— Record set —
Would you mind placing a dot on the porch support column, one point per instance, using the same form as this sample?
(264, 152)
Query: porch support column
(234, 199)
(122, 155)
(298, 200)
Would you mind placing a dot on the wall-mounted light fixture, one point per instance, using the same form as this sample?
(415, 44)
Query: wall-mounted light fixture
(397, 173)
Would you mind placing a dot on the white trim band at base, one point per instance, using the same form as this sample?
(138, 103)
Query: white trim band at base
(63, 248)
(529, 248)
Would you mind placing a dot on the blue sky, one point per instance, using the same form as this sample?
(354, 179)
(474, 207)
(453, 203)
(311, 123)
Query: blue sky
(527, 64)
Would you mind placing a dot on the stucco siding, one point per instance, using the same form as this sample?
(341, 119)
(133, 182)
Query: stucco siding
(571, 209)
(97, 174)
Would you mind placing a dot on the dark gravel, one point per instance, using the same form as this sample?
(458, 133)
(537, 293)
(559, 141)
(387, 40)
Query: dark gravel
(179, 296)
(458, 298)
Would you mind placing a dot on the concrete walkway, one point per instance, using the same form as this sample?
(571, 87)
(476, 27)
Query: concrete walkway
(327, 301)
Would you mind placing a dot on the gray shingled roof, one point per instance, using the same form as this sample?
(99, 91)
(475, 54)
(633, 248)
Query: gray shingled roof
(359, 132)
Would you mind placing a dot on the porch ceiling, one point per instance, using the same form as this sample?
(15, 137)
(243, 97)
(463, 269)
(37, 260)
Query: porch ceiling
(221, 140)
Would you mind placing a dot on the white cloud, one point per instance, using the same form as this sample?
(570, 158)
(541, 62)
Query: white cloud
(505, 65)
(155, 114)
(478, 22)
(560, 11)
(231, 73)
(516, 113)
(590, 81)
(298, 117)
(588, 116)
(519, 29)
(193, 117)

* * *

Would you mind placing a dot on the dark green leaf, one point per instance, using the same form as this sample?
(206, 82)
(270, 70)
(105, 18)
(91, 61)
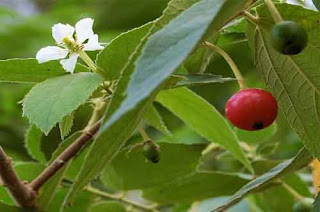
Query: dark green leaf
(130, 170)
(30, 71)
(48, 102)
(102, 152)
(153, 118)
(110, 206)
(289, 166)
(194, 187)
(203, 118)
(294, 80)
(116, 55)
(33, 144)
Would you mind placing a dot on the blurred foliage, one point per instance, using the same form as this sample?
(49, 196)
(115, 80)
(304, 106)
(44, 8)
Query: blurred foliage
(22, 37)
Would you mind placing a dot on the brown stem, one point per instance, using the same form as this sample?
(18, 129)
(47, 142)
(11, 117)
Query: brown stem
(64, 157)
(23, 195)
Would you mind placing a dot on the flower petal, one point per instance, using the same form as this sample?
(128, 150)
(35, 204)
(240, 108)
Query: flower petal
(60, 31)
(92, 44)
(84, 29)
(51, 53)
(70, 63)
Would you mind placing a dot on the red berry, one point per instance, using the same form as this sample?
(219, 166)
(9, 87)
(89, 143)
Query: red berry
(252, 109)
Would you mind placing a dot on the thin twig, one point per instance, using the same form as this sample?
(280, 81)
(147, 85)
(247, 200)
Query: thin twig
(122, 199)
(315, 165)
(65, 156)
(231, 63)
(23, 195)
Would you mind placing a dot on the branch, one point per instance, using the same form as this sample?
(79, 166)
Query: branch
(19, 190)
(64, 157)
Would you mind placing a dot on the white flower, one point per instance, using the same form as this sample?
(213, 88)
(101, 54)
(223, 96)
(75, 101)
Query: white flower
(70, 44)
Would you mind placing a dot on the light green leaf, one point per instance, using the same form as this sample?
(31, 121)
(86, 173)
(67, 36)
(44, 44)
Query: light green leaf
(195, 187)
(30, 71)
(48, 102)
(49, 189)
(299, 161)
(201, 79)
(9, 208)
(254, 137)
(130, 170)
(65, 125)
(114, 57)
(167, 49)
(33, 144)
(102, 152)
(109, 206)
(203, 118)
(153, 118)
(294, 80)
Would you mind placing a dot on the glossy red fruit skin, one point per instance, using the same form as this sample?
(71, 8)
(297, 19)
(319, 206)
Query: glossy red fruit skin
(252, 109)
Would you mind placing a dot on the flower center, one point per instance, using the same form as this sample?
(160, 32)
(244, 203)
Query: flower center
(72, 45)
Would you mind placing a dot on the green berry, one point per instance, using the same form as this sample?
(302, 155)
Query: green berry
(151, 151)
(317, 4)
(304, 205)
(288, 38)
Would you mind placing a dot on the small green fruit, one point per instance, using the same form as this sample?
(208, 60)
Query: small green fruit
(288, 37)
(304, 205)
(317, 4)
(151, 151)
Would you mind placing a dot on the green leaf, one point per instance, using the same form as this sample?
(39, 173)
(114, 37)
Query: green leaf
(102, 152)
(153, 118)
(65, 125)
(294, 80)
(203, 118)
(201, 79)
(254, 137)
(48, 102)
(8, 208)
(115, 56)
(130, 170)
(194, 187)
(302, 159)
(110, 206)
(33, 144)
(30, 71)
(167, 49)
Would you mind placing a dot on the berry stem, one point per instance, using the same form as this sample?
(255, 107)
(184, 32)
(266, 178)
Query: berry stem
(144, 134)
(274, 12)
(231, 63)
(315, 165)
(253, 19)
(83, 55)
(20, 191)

— Work item —
Reproduce verbatim the lines above, from the line with "Query: flower petal" through the line with "Would you mind placing a dot on the thin".

— Exercise output —
Query: flower petal
(60, 31)
(92, 44)
(84, 29)
(51, 53)
(70, 63)
Would you mind placing a dot on the red berry, one point per instance, using the same form as this sample?
(219, 166)
(9, 87)
(89, 143)
Query: red berry
(252, 109)
Would you mind placing a dot on the thin twig, one point per instance, using the same form as this sample?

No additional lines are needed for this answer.